> [Task instructions] Which lines below contain the word "yellow"? Copy each of them.

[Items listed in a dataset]
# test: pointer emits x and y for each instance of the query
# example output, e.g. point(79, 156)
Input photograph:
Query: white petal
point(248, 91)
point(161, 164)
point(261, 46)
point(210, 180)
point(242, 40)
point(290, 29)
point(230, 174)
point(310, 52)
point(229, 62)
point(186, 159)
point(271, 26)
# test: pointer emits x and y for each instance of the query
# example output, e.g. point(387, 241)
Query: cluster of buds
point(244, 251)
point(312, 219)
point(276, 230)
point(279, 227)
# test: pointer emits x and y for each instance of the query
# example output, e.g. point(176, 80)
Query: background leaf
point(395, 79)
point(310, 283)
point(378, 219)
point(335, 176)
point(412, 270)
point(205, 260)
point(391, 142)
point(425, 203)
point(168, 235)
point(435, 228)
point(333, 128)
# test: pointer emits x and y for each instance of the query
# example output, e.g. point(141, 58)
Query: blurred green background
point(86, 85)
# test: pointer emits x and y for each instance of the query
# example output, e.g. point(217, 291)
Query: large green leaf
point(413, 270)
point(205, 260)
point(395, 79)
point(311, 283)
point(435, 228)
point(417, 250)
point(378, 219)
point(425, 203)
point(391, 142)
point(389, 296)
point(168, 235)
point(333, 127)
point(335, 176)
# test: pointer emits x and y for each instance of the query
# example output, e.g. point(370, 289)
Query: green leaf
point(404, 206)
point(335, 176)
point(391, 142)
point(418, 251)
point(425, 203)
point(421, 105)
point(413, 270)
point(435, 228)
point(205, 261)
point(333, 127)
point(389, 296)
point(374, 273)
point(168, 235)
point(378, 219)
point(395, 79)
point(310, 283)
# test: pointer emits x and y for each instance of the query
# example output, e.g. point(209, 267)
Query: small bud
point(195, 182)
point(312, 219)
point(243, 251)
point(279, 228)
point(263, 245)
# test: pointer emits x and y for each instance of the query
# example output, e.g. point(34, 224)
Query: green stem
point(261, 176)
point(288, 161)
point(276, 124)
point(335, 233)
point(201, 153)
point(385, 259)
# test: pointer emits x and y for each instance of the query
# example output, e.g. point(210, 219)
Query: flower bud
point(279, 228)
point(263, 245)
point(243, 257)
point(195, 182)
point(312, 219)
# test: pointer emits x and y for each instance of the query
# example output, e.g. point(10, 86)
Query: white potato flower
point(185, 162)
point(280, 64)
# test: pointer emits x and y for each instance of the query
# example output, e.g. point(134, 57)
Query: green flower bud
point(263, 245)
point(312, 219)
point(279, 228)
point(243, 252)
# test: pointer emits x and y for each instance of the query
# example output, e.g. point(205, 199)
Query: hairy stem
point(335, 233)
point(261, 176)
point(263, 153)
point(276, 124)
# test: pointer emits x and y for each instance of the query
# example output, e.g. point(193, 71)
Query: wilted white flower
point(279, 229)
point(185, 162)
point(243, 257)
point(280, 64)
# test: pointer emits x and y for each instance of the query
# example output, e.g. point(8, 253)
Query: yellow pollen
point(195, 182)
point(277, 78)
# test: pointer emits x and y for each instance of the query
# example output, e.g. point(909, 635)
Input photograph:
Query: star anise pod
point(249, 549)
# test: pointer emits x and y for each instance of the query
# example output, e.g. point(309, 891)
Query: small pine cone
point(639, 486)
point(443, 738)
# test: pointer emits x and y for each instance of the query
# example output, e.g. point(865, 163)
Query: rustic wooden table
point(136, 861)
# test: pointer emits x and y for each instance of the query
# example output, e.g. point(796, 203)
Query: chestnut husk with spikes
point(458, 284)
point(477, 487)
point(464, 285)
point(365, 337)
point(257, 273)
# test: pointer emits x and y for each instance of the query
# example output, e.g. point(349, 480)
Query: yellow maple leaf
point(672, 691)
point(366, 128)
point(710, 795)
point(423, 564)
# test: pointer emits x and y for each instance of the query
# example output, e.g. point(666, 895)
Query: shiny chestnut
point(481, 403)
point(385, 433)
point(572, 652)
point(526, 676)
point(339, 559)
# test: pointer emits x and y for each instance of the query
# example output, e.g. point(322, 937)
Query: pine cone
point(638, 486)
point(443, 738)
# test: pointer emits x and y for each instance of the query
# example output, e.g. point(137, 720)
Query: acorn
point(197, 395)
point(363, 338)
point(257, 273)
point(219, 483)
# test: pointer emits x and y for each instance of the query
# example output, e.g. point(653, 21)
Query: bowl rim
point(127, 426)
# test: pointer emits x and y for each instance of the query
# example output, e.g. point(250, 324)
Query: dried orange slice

> [Correct answer]
Query: yellow pollen
Query: yellow maple leaf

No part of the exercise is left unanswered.